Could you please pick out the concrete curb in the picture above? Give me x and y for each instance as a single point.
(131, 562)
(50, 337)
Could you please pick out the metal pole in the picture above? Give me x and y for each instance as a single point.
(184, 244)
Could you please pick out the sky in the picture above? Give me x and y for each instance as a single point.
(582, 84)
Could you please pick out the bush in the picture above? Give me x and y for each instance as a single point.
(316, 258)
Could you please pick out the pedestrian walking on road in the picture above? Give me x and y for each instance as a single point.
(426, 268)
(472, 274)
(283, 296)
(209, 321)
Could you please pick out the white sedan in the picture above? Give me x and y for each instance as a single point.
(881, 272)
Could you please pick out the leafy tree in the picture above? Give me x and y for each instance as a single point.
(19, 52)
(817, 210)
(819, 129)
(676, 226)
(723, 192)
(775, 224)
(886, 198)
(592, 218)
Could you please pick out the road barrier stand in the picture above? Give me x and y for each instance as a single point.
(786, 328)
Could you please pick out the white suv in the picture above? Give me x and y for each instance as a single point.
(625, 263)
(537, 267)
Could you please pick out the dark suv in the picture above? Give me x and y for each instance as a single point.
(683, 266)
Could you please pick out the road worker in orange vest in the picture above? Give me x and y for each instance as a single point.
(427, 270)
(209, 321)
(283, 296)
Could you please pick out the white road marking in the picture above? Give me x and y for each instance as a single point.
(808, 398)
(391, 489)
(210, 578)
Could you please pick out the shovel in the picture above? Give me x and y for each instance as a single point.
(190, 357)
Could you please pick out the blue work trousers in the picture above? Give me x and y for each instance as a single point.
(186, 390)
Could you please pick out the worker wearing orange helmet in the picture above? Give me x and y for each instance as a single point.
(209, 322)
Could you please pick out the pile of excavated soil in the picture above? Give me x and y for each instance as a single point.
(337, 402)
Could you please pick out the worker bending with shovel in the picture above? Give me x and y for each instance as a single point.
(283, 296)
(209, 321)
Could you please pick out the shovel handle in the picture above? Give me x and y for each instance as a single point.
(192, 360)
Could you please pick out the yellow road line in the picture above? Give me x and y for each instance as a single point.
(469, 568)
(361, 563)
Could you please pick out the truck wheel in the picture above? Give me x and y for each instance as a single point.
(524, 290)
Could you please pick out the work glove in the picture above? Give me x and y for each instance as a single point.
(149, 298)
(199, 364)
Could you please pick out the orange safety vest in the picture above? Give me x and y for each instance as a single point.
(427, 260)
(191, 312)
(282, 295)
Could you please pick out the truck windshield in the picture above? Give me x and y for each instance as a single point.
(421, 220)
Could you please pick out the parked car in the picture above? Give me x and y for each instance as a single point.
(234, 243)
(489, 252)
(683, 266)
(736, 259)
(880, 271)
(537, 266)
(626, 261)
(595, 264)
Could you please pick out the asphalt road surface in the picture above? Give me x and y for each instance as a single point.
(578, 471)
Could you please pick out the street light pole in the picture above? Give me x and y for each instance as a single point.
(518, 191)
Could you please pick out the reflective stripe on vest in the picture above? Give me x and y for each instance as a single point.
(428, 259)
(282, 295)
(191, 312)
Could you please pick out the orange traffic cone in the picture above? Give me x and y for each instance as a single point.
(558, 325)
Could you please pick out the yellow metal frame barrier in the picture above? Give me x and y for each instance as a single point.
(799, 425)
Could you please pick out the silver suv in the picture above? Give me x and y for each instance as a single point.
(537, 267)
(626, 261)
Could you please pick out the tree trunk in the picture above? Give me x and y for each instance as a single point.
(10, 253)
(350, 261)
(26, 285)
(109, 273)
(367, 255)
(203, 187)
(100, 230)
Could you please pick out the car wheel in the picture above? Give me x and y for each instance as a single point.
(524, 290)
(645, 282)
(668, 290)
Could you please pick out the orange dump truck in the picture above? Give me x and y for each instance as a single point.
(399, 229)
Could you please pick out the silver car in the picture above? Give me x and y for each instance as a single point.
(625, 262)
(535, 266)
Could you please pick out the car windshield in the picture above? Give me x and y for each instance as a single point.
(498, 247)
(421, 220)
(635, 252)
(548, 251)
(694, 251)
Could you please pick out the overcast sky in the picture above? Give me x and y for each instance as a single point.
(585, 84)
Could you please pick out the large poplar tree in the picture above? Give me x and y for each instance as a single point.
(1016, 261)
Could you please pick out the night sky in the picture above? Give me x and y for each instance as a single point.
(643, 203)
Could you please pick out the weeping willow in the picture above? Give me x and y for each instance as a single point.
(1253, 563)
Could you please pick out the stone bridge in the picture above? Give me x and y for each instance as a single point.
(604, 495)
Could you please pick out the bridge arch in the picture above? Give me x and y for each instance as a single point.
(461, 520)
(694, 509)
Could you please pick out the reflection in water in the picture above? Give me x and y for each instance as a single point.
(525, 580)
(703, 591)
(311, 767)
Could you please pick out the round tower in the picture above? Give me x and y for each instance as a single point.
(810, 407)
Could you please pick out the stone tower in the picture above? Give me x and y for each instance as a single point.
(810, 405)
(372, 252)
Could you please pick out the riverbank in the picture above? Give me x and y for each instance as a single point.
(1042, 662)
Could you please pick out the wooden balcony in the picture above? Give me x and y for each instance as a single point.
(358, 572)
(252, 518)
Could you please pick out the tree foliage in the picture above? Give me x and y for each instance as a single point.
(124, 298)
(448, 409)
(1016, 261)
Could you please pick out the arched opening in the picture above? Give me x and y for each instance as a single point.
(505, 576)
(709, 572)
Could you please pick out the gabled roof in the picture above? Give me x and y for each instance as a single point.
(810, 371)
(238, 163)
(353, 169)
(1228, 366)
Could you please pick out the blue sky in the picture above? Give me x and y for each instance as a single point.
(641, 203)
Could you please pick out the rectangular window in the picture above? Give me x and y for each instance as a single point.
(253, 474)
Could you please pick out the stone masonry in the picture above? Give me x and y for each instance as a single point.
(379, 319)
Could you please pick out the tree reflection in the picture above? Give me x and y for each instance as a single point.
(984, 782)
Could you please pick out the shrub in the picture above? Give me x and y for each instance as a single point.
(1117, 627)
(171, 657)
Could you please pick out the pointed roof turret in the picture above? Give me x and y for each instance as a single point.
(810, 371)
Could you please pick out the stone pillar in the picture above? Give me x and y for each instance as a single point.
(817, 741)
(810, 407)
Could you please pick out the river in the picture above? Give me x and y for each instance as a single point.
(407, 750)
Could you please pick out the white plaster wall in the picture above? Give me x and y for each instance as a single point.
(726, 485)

##########

Rewrite the data from the line containing "Could you please pick out the pointed" through the end of the data, substituting "stone column" for "stone pillar" and leaving everything else unchanged.

*SOLUTION*.
Could you please pick out the pointed roof turret in the picture above? Give me x and y for each instance as a single point.
(810, 371)
Could you please pick out the stone column in the picture above? Give me x and y for each instance as a single point.
(817, 741)
(810, 407)
Could you please pick out the river in the picture above? Give me x and y for each instance as a single point.
(407, 750)
Could you please pick out the white plaster wall in the picture above? Give me x and y for each instance as a single point.
(726, 485)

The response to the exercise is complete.